▶ _What you are asked to do_: Find the word "below" in the data, then copy each line where it is found.

▶ _Recorded data_:
======

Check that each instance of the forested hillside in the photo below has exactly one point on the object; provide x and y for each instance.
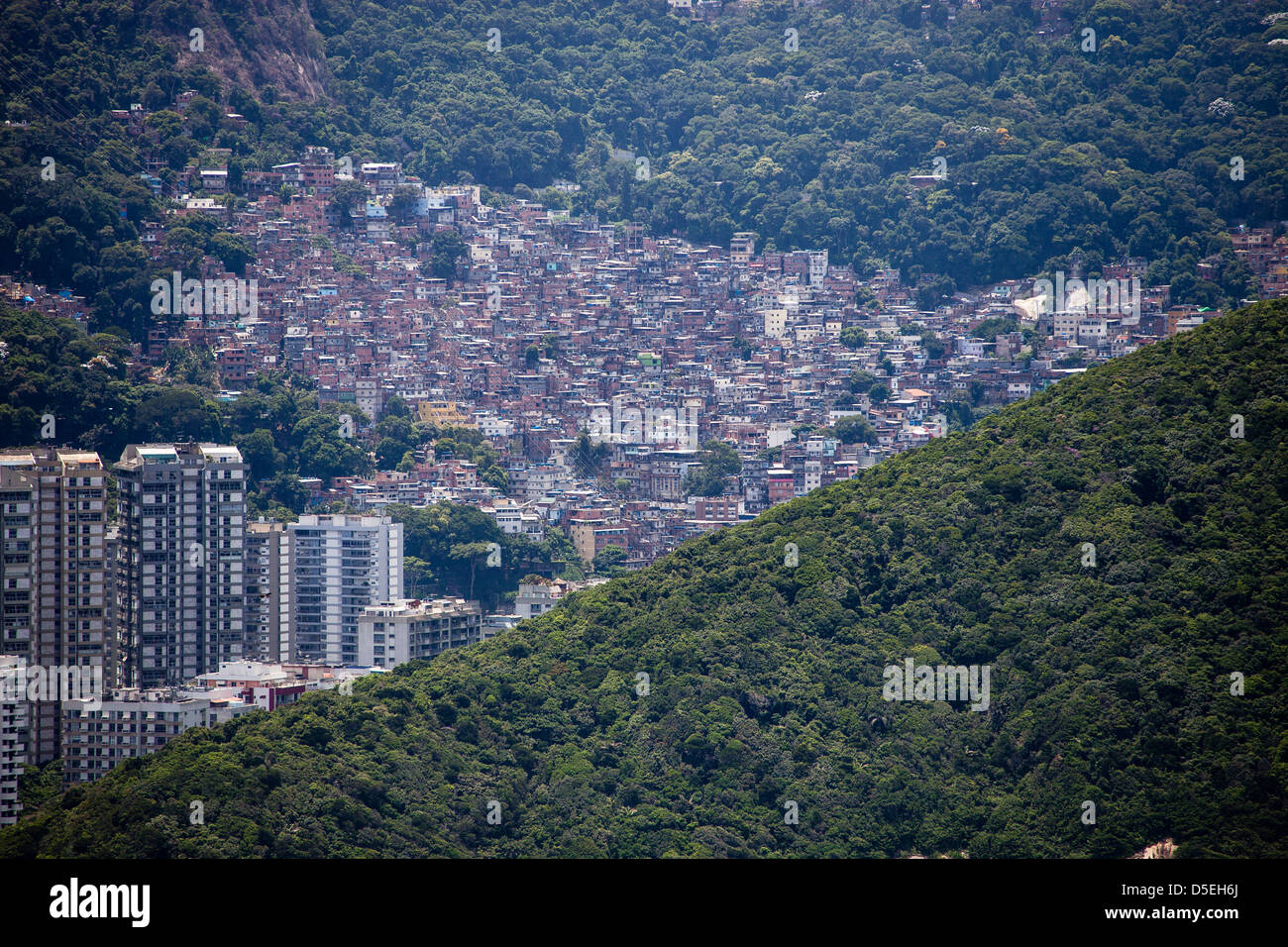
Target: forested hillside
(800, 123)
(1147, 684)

======

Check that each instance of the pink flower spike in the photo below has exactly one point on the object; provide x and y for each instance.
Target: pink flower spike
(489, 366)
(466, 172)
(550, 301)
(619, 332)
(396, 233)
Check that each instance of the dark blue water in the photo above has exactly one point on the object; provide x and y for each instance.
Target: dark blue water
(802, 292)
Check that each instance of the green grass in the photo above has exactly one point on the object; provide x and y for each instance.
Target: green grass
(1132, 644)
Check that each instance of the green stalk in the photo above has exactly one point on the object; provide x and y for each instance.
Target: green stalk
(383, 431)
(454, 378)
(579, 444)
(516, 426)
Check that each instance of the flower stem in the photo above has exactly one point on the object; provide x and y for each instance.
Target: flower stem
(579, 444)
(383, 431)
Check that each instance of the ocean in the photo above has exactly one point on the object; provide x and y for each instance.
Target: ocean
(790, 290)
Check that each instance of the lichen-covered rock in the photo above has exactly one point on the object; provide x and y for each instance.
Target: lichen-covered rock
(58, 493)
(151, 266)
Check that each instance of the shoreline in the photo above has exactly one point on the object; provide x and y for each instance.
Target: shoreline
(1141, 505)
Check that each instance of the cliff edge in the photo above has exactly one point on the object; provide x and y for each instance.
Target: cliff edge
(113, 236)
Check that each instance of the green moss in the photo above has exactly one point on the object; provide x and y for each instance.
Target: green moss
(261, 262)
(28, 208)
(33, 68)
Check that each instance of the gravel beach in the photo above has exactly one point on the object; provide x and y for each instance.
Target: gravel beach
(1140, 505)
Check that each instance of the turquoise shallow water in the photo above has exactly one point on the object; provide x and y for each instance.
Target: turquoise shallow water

======

▶ _Answer area_:
Check that each instance of the forested hillside in the photo below has exactly one point on the object; provide x and y for each instance.
Check that each instance of the pink flower spike in the photo below has exactly one point on the object; provide x and y for each instance.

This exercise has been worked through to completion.